_WHAT YOU WILL DO_
Look for "query" in each line of the entries, and return the matching lines.

_GIVEN RECORDS_
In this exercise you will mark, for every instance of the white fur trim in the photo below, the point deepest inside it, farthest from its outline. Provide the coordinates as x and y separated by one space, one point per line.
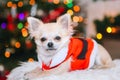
93 54
59 57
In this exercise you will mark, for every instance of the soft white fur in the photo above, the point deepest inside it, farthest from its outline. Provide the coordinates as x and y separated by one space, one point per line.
96 74
62 28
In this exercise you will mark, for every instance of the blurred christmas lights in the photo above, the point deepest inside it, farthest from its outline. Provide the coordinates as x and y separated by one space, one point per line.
7 54
109 29
3 25
20 25
21 16
70 12
20 4
24 32
99 36
76 8
17 44
30 60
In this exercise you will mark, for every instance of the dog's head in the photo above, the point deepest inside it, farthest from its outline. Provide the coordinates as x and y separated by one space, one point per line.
50 37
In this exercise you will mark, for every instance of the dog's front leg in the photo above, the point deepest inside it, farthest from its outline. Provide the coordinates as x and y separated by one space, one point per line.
64 67
37 73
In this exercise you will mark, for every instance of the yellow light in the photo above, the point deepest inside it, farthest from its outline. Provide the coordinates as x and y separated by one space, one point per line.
56 1
7 54
32 2
24 32
14 5
75 19
114 30
65 2
20 4
50 1
80 18
17 45
9 4
76 8
109 29
30 60
70 12
99 36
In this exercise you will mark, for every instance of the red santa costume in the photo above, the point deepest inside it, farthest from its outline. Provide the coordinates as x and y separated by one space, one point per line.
82 52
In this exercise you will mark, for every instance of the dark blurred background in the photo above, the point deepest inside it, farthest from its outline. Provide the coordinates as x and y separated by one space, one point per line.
98 19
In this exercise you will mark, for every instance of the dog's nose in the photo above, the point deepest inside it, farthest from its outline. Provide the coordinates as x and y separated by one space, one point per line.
50 44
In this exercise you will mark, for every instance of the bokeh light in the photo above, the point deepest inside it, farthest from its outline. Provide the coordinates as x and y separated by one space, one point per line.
20 25
109 29
76 8
70 12
9 4
7 54
24 32
32 2
70 5
17 44
20 4
81 19
21 16
30 60
75 19
99 36
56 1
3 25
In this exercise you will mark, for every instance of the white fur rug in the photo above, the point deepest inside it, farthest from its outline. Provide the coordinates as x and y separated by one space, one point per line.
92 74
98 74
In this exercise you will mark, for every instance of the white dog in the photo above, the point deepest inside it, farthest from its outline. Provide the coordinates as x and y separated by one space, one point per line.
59 52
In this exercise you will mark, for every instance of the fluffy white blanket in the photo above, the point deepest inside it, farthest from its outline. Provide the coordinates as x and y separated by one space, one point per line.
96 74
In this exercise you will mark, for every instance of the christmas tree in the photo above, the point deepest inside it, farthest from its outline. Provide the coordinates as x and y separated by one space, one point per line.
15 44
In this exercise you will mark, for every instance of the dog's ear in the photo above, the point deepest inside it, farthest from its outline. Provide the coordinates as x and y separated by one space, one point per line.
34 25
65 20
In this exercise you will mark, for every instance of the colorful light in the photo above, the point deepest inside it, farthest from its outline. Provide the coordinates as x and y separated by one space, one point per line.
114 30
21 16
99 36
3 25
70 5
76 8
56 1
80 18
24 32
9 4
17 45
30 60
109 29
7 54
20 25
70 12
50 1
32 2
20 4
75 19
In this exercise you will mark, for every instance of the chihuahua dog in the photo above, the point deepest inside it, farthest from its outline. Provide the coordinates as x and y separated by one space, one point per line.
59 52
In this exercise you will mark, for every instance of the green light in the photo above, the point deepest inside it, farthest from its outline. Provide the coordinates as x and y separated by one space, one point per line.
20 25
70 1
70 5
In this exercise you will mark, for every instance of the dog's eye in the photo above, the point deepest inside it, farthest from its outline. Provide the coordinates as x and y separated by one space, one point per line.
57 37
43 39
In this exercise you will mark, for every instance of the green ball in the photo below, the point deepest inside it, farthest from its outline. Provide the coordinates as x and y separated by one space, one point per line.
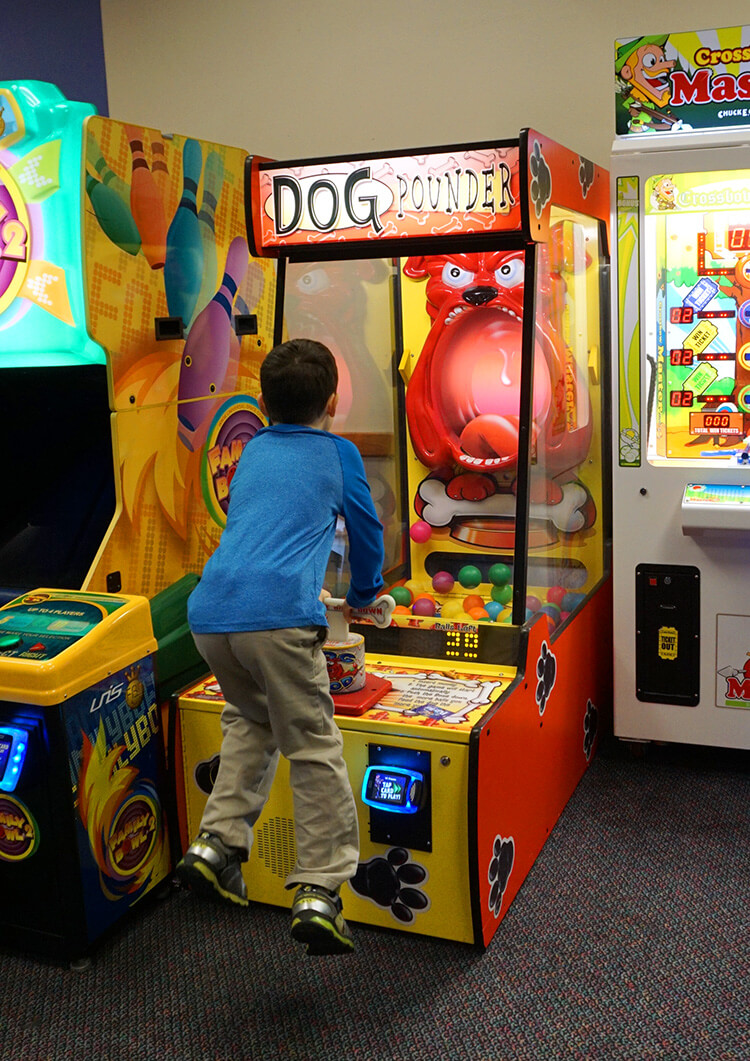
469 576
503 594
500 574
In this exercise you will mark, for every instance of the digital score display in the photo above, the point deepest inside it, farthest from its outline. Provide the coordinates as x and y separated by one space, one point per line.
716 423
682 358
738 238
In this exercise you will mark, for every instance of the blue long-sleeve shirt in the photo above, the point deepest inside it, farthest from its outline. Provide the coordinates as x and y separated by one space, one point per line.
290 486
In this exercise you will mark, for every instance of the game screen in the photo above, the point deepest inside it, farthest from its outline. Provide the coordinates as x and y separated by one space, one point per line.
697 276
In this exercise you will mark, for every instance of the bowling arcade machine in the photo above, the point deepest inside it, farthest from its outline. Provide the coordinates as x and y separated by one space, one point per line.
681 482
463 292
132 327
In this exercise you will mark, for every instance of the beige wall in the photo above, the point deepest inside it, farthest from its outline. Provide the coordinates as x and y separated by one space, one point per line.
293 79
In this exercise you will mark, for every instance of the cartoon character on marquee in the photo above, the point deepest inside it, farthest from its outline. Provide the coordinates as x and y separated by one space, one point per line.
463 399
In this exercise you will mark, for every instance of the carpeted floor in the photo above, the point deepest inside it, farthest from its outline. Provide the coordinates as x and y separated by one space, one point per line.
629 939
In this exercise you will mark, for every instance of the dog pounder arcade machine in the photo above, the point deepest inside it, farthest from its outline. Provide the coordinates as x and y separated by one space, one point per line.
463 291
681 483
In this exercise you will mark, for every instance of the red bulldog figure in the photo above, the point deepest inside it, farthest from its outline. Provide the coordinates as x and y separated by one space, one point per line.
463 397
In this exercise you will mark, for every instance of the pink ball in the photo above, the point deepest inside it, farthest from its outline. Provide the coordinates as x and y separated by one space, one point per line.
442 581
420 532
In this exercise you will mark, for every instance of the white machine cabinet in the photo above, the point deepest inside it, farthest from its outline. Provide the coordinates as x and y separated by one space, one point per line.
681 389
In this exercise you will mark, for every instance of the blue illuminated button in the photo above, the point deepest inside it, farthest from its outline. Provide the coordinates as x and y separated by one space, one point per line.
393 788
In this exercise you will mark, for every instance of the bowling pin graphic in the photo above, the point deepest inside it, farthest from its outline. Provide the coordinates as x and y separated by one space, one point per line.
106 175
114 215
184 262
212 180
146 205
208 347
158 166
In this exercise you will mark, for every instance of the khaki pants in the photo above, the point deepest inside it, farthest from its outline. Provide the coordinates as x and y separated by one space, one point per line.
278 699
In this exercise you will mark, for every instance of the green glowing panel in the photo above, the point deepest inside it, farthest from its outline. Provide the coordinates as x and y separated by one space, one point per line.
42 319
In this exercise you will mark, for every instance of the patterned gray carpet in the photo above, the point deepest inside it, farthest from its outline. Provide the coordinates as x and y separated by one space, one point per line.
629 939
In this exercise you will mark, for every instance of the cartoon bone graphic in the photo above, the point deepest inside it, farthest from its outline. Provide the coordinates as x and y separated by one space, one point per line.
440 509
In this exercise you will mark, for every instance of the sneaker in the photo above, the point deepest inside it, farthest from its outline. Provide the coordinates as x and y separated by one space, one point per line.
317 921
213 870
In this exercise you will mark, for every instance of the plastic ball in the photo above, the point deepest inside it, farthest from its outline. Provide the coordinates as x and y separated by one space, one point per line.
442 581
499 574
473 601
572 601
469 576
420 532
503 594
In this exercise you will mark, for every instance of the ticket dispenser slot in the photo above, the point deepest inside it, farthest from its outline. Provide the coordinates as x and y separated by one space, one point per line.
667 633
397 790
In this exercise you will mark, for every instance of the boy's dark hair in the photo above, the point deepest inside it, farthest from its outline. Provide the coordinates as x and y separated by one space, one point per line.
296 380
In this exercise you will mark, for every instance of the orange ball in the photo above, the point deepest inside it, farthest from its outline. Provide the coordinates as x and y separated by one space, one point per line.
473 601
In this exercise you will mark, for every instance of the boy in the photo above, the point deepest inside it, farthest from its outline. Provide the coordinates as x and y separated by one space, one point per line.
259 622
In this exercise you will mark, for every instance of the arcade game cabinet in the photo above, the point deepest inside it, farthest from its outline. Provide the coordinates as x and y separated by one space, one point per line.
681 482
132 320
464 293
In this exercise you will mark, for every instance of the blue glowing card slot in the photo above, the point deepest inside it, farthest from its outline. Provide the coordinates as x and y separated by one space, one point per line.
395 788
14 743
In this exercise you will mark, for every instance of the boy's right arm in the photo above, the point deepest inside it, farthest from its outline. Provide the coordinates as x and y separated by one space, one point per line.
364 529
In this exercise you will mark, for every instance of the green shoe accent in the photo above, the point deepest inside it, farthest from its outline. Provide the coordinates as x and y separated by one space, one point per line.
213 870
318 922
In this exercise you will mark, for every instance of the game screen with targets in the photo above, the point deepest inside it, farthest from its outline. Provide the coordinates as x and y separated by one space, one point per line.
697 279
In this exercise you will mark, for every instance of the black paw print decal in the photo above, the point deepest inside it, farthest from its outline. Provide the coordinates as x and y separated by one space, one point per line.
499 873
393 883
541 179
586 174
591 722
546 672
205 775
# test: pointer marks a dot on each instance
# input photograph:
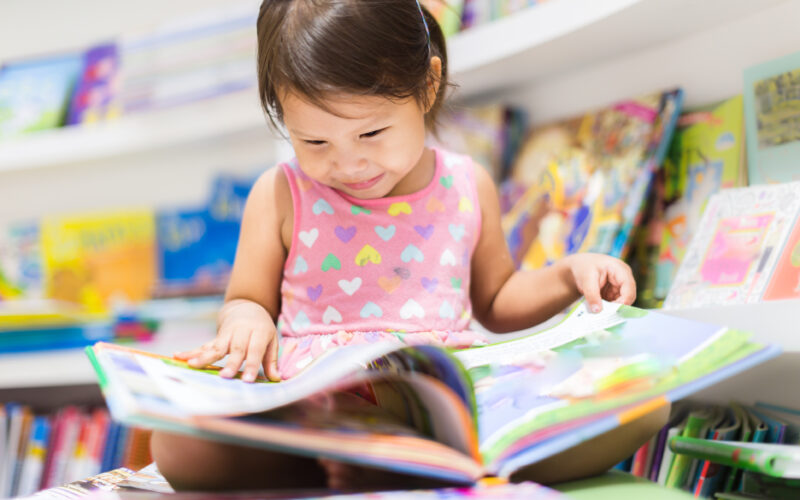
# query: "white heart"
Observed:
(411, 309)
(350, 287)
(331, 315)
(309, 237)
(447, 259)
(446, 311)
(300, 322)
(451, 161)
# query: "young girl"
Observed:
(367, 235)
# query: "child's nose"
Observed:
(350, 165)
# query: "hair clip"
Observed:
(425, 22)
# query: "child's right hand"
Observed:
(247, 334)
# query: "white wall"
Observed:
(708, 65)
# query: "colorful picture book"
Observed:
(95, 259)
(586, 179)
(70, 444)
(706, 155)
(745, 250)
(772, 120)
(34, 95)
(20, 262)
(95, 95)
(196, 247)
(715, 450)
(428, 411)
(447, 14)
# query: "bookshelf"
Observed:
(181, 126)
(45, 378)
(562, 35)
(533, 45)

_RESPONSE AREA_
# query: "white heart"
# query: "young girl"
# query: "child's nose"
# query: "hair clip"
# query: "child's right hand"
# query: "white wall"
# query: "colorful picture book"
# query: "bookshelf"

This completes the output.